Exercise aim -> Locate every line in the material below that contains the word "wing" and copy each of those lines out.

Rows ->
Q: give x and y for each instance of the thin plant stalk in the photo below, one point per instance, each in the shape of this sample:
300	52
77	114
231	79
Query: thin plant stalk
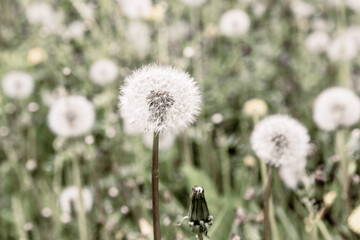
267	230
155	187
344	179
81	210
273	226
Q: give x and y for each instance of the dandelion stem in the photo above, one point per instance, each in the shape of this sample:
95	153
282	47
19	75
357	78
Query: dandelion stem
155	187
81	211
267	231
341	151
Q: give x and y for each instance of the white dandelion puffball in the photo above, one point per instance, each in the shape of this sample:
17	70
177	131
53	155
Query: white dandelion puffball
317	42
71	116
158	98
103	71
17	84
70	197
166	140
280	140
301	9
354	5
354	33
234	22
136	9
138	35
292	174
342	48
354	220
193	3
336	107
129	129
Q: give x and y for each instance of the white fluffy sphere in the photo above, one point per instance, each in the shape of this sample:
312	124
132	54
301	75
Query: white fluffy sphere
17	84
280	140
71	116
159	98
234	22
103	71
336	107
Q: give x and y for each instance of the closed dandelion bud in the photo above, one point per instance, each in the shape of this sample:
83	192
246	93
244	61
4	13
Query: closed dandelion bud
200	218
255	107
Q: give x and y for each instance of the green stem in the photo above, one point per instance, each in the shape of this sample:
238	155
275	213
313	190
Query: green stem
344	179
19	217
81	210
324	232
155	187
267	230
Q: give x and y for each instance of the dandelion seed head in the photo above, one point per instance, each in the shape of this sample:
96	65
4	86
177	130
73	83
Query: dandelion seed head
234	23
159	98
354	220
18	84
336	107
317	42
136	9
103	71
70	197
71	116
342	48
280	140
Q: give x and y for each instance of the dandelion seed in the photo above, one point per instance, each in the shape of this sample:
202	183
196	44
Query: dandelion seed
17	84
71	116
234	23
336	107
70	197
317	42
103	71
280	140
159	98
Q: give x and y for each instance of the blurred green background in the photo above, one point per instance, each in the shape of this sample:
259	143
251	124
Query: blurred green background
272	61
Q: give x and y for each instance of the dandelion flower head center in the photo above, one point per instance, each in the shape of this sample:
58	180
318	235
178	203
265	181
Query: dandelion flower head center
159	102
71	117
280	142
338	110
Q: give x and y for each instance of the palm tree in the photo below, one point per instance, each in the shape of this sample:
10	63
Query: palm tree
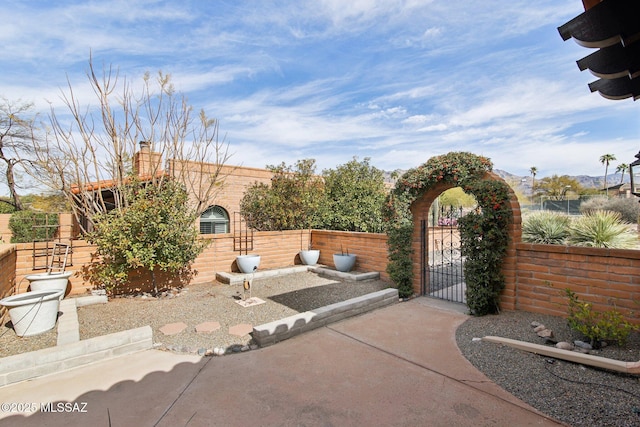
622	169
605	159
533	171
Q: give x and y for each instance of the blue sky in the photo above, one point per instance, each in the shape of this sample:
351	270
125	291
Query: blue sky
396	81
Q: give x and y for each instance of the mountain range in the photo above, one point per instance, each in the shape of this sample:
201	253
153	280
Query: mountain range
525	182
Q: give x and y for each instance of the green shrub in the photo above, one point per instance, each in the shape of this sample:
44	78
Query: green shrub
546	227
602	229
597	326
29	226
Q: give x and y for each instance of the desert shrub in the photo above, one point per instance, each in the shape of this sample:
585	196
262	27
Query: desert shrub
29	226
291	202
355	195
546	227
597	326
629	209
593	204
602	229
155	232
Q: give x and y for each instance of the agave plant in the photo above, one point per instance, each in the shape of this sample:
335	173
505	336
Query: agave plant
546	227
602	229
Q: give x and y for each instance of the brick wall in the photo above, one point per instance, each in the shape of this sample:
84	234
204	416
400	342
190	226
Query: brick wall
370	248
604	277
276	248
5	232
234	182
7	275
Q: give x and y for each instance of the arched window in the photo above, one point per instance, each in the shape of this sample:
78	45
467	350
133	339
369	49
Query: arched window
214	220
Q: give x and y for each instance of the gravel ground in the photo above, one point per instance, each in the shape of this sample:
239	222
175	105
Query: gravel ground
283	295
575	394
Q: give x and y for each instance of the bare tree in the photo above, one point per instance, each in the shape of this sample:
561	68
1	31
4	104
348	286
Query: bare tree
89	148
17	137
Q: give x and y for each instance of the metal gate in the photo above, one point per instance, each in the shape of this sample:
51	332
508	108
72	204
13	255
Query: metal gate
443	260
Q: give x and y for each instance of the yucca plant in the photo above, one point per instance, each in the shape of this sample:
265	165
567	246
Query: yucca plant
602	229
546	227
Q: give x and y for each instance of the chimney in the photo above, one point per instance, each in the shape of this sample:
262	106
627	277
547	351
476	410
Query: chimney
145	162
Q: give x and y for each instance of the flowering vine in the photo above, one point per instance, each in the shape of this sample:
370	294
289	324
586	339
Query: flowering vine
...
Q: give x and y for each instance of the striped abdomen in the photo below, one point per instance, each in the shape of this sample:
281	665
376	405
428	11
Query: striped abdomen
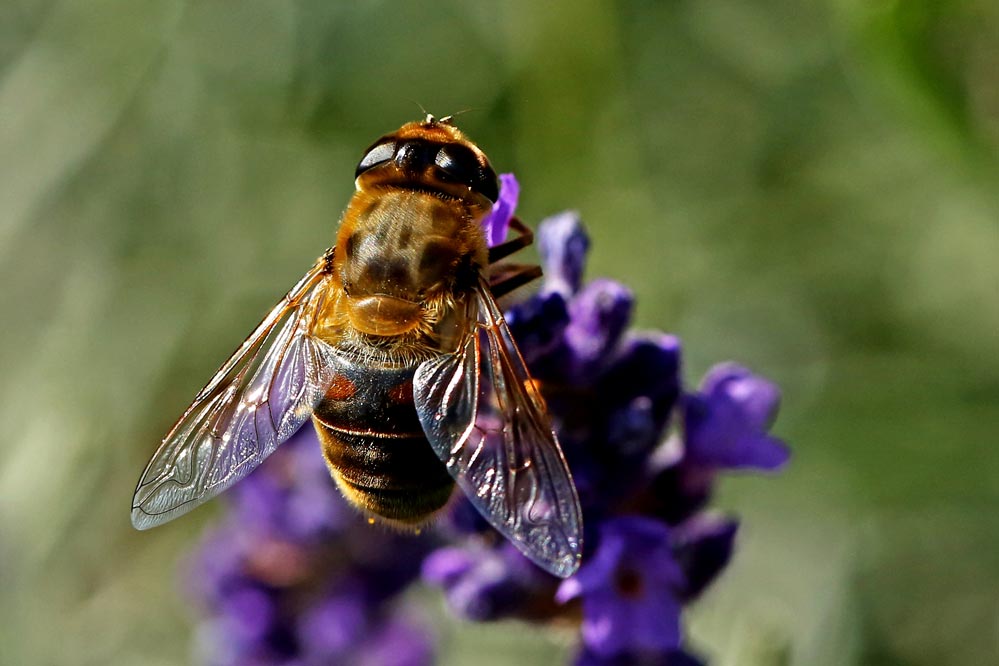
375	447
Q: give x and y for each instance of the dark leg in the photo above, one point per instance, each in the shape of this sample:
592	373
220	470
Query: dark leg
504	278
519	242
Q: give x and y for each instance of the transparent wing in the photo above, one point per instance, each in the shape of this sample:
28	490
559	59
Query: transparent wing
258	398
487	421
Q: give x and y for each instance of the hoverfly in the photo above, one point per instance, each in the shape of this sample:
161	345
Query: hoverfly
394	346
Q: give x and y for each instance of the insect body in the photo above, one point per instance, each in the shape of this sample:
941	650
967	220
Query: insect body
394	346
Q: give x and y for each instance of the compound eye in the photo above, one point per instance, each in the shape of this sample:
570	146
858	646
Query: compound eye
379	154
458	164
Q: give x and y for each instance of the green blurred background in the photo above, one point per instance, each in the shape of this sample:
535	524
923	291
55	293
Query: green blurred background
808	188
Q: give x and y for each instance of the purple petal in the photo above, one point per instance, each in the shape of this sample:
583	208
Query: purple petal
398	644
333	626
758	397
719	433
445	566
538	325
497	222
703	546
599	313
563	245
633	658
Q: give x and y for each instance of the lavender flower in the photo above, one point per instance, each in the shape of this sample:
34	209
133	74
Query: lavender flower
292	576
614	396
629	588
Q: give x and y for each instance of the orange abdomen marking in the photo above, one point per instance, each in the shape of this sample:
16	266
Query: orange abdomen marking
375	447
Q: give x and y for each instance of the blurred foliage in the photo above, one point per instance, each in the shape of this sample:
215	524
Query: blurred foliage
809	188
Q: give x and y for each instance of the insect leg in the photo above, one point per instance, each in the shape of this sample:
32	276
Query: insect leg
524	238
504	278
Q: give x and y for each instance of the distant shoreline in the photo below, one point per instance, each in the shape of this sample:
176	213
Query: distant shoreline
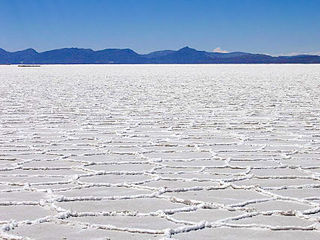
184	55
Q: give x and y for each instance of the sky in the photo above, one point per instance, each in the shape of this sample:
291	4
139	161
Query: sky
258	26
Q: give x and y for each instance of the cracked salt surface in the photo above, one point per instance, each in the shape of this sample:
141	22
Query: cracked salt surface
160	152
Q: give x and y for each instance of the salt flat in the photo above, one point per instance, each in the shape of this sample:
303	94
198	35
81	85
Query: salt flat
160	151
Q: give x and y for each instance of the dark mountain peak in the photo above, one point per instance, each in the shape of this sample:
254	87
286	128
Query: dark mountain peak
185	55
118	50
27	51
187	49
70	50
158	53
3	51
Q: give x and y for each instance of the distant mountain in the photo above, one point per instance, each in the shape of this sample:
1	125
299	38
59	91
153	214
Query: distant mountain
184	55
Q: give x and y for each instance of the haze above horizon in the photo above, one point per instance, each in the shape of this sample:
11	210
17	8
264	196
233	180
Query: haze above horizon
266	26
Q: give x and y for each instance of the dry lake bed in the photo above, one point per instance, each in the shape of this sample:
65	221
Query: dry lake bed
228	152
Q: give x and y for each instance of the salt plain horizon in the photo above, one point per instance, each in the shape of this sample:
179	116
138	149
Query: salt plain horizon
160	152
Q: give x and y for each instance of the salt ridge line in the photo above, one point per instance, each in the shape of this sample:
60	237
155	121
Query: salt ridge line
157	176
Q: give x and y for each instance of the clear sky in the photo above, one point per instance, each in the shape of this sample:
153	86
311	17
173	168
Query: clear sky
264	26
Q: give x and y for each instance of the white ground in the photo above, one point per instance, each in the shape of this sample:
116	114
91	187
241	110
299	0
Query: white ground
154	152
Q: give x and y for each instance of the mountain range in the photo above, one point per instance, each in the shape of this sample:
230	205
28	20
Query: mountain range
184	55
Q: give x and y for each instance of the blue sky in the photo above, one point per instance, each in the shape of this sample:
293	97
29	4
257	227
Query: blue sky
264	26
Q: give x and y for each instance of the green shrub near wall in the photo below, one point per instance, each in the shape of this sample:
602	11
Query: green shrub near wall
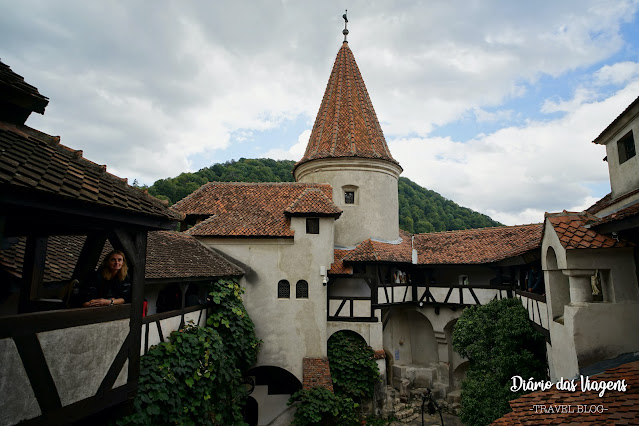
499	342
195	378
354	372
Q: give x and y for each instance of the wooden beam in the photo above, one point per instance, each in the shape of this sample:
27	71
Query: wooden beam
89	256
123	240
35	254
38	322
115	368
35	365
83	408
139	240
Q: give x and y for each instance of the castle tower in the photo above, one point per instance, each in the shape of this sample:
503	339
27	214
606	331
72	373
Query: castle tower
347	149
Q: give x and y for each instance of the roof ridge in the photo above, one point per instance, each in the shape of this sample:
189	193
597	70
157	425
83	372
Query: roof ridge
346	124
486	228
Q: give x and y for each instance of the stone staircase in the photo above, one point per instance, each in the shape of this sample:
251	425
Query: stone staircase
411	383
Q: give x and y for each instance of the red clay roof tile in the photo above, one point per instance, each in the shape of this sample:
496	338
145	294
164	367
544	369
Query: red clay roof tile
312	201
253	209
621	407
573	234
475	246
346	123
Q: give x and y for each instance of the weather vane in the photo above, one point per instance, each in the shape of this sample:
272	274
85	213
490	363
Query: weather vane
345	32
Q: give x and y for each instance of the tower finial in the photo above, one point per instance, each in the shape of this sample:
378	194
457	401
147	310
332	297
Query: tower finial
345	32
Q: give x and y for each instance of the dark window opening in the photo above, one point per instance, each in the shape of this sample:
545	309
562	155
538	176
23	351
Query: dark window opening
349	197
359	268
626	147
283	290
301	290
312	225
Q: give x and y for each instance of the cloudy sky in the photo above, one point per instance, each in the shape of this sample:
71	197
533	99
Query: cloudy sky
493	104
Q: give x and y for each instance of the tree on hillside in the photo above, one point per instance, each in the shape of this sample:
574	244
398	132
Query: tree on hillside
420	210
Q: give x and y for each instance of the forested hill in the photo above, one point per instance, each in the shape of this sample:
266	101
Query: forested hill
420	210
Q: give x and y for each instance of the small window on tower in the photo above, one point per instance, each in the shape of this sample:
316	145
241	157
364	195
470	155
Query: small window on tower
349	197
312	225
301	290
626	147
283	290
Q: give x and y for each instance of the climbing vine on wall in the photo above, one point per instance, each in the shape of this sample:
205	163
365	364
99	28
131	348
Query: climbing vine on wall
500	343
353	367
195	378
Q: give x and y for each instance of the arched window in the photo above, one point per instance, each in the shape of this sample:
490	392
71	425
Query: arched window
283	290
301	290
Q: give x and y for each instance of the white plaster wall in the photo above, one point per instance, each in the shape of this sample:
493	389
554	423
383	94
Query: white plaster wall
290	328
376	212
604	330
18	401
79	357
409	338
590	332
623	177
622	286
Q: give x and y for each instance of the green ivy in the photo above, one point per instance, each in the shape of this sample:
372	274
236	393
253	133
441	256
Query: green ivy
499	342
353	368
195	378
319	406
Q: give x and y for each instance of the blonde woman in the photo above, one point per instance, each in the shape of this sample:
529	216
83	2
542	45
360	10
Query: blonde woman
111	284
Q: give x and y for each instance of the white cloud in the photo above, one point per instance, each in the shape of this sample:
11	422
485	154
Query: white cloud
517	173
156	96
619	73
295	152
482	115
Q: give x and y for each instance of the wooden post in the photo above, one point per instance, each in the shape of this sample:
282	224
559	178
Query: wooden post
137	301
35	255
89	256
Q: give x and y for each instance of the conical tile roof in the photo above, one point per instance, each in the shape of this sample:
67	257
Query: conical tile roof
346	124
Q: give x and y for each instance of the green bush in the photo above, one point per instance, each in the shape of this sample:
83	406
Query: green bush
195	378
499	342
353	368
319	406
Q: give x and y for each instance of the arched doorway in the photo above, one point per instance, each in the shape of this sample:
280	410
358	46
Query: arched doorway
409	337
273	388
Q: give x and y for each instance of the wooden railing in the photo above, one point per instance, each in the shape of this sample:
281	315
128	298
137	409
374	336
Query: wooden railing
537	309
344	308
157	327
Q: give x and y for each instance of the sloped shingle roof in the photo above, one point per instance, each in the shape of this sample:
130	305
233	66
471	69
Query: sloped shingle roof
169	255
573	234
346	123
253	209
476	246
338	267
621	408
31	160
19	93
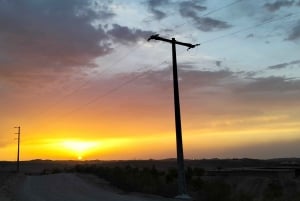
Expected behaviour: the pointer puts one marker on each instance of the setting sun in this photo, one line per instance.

The output ->
Q: give x and y for each instance of the transparent wing in the photo above, one point per instance, each in the shape of this sample:
Query: transparent wing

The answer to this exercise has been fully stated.